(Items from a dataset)

┌──

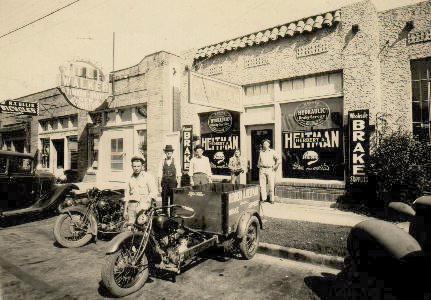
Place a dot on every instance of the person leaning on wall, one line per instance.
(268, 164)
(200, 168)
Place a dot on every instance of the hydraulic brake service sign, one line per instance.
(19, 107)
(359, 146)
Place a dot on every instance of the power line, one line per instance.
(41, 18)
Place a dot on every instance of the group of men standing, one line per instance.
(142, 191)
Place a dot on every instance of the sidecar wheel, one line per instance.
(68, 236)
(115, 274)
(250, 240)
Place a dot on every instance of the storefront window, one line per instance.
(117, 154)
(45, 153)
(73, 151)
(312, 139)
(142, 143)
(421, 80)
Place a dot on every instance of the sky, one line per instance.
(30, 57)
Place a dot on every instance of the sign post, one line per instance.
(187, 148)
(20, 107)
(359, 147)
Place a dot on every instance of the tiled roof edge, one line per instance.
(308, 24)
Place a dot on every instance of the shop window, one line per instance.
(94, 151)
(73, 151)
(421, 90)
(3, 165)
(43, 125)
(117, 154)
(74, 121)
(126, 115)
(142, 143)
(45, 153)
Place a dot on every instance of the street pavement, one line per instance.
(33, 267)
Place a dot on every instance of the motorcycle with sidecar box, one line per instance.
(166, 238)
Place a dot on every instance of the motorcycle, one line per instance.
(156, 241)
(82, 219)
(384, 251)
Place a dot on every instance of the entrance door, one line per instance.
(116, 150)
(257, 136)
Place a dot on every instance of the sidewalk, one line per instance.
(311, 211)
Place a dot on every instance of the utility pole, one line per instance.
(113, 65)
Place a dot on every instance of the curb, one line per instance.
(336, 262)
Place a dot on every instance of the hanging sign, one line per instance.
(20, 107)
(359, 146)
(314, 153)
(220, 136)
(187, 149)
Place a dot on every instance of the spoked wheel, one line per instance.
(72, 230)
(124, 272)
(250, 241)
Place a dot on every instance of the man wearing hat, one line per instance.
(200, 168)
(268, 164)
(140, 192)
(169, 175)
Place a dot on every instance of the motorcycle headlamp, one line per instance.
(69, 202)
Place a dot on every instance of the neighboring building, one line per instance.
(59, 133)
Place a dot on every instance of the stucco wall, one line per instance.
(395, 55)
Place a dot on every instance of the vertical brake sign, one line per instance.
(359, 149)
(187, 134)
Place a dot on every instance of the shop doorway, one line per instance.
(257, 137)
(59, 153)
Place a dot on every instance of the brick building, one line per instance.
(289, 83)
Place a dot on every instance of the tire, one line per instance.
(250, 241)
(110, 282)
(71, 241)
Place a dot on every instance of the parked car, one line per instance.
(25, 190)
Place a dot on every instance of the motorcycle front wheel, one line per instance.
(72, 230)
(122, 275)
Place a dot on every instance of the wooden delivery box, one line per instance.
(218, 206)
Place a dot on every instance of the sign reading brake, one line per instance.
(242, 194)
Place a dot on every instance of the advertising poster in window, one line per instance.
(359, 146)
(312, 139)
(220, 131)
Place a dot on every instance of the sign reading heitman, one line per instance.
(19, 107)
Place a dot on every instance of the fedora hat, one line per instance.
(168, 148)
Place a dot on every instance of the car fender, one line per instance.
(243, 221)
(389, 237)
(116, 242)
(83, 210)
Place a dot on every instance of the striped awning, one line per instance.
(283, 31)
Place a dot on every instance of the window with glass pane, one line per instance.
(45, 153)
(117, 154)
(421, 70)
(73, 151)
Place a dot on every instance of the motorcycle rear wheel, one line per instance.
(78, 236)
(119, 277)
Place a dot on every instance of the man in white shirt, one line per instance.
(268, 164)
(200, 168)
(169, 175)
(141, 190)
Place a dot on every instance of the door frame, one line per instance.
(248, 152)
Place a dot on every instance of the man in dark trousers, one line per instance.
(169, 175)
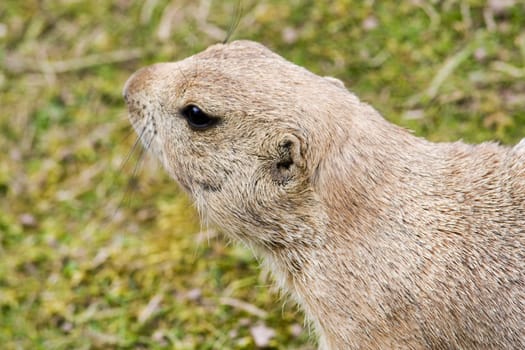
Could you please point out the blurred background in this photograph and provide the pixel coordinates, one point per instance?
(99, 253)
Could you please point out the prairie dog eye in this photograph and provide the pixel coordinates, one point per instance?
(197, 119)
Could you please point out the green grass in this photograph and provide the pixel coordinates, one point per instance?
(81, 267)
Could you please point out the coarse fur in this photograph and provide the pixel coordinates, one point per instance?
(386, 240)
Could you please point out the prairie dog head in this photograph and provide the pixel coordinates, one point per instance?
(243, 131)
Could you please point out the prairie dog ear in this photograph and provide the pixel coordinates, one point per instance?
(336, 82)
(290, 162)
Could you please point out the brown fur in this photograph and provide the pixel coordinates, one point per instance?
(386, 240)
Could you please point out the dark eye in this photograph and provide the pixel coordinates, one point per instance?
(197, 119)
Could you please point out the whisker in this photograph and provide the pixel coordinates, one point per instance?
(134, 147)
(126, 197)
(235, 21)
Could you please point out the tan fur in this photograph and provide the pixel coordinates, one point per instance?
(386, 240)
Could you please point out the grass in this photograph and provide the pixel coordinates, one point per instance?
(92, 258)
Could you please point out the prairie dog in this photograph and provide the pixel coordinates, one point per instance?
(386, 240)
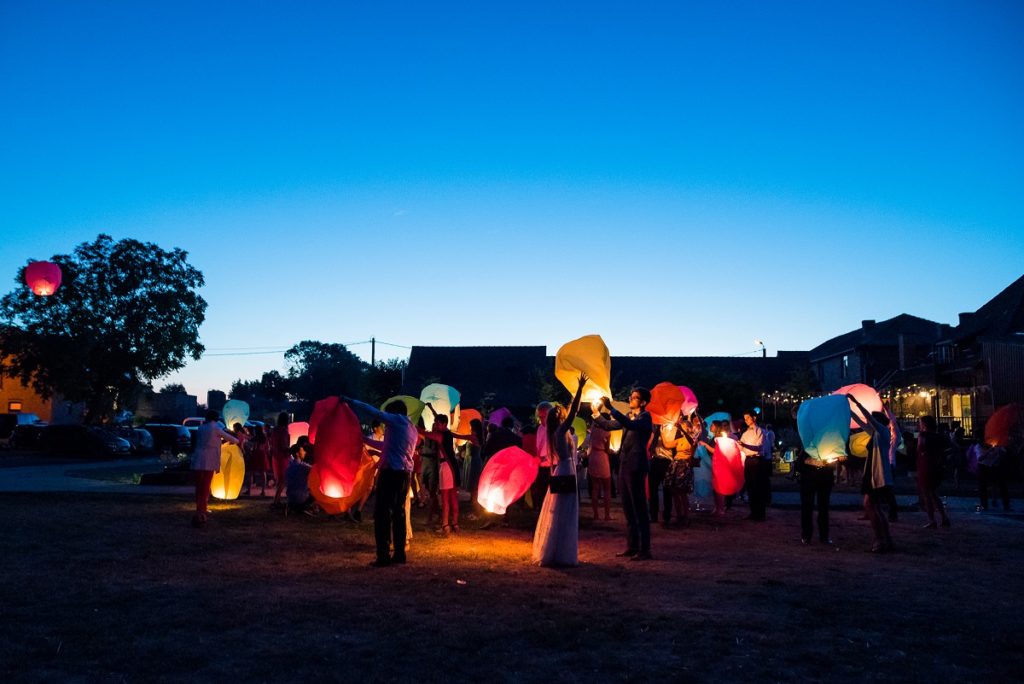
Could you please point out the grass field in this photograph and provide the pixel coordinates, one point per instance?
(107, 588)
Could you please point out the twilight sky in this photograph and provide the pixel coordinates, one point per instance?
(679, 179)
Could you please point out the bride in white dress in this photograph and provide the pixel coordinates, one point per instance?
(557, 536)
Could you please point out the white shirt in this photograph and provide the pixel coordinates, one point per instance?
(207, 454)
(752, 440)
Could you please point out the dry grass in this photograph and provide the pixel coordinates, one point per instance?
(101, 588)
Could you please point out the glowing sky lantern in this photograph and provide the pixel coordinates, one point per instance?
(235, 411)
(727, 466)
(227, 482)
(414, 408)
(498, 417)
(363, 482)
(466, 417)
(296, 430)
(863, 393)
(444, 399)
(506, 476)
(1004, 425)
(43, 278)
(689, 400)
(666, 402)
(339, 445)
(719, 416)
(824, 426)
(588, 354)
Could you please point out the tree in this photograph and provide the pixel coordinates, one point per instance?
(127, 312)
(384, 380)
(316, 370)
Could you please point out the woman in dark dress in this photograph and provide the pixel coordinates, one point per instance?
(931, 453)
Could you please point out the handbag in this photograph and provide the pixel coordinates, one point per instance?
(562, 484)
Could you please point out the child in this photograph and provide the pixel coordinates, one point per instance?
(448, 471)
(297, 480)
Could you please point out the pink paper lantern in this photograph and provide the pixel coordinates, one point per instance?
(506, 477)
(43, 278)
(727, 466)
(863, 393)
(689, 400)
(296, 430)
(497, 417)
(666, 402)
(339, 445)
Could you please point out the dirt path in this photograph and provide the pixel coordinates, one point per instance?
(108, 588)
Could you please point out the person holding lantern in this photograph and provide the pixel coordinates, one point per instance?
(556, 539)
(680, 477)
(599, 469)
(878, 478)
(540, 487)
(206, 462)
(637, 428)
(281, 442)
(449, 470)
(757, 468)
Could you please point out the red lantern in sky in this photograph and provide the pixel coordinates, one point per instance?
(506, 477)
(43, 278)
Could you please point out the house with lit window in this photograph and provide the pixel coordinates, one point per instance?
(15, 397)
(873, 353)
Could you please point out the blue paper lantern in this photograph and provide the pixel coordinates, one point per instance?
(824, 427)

└──

Work instructions → Each line from the one with "Could you please point out the blue" through the last line of the records above must be retyped exactly, and no other line may be given.

Task response →
Could you please point out the blue paper lantern in this photograph and provide the pixel coordinates, one point per instance?
(824, 427)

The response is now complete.